Texte ::
==================================================

À Rouen, la Seine tient le rôle principal

LA VILLE ET LE FLEUVE (4/5). Autour de la cité normande, le fleuve n'apparaît plus comme une ligne de démarcation. Sur les quais du centre-ville rendus aux promeneurs, la renaturation a pris le pas sur la bétonisation.
La partie aval des bords de Seine avant et après les aménagements
La partie aval des bords de Seine avant et après les aménagements (Crédits : DR)

Sur la berge en pente douce du bassin, un héron et une poignée de goélands se dorent au soleil, avec en arrière-plan un bosquet touffu de jeunes arbres, plantés de fraîche date. Sur l'autre rive distante de 25 mètres, des barrières en métal ferment les lieux inaccessibles au public pour encore quelques semaines. Bienvenue devant le futur « parc & canal Camille Claudel », à Rouen.

==================================================

Matériel d'étude ::
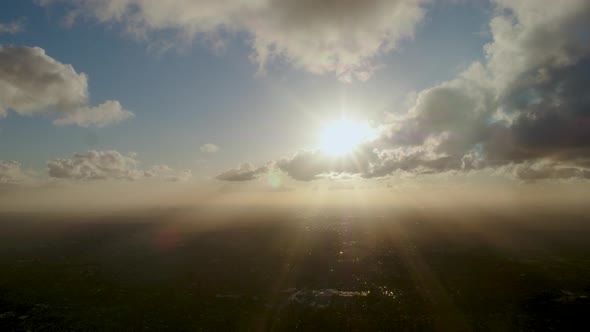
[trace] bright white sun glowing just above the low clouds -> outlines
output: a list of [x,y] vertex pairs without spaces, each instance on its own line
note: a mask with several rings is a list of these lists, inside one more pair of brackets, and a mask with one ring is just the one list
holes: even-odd
[[366,122],[340,119],[325,126],[320,136],[320,149],[333,156],[353,152],[359,144],[375,138],[375,130]]

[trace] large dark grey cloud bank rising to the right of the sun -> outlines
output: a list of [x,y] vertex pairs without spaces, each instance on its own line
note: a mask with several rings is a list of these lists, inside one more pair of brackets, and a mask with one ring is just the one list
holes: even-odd
[[484,63],[415,95],[380,137],[344,158],[303,151],[296,180],[511,169],[523,180],[588,178],[590,2],[495,1]]

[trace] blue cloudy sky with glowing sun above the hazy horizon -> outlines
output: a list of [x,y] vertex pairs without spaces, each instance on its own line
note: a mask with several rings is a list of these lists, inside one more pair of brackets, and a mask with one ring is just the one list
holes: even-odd
[[588,22],[585,0],[5,0],[0,188],[584,186]]

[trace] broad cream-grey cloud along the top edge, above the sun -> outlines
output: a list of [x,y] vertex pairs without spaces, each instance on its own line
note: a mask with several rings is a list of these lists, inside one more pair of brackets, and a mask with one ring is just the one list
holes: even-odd
[[[128,33],[176,32],[181,40],[245,31],[251,58],[264,70],[275,58],[342,80],[367,79],[375,57],[413,37],[428,0],[38,0],[71,5],[68,20],[90,16],[123,23]],[[153,34],[152,34],[153,35]],[[149,39],[152,39],[151,37]]]

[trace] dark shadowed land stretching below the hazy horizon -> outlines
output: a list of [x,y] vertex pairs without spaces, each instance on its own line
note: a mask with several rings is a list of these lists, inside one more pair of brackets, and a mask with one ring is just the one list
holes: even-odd
[[3,214],[0,329],[574,330],[589,238],[576,209]]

==================================================

Consigne ::
Écrivez la suite du texte sur Rouen et la Seine, à partir de sa dernière phrase. Les entrées n'ont aucun lien avec le texte sur Rouen et la Seine.

Réponse attendue ::
Aménagé perpendiculairement à la Seine, au droit du nouveau quartier Flaubert, le site abritera à terme trois bassins (d'une longueur totale de 400 mètres) accessibles aux paddles, aux pédalos ou aux modélistes. Entouré d'un parc paysager d'une petite dizaine d'hectares, l'ensemble remplira aussi la triple fonction de « zone d'expansion des crues, de réceptacle pour les eaux de pluie et d'îlot de fraîcheur », précise le dossier de présentation.

L'endroit est emblématique du parti-pris « végétalo-centré » adopté par Laurent Fabius, alors président de l'agglomération, lorsqu'il s'est agi de transformer les quais de la rive Sud après ceux de la rive Nord. On est au tournant des années 1990 et les quais en question ressemblent à un no man's land, encombré de rails, de parkings et d'entrepôts vieillissants.

« Le processus de reconquête des bords du fleuve a démarré plus tardivement que dans des villes comme Baltimore, Londres ou Bordeaux, rappelle le géographe rouennais Arnaud Brennetot. Ce qui le distingue, c'est qu'il a davantage intégré la renaturation en réponse à la montée en puissance des questions environnementales ».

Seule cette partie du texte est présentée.